(Items from a data source)
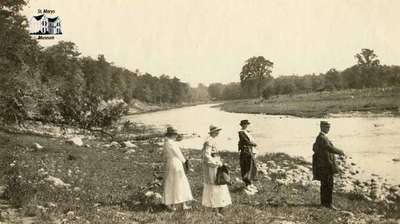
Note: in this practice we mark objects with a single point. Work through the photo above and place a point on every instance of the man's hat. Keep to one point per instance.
(243, 122)
(214, 129)
(171, 131)
(324, 123)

> [What is required]
Without copying any images, transcribe the records exactly as they stand.

> [Result of the exercise]
Note: in this practice we mark objects with a single point. Work through the photo above and place a point on every instance of the man's hat. Keep to one point per instance.
(243, 122)
(214, 129)
(171, 131)
(324, 123)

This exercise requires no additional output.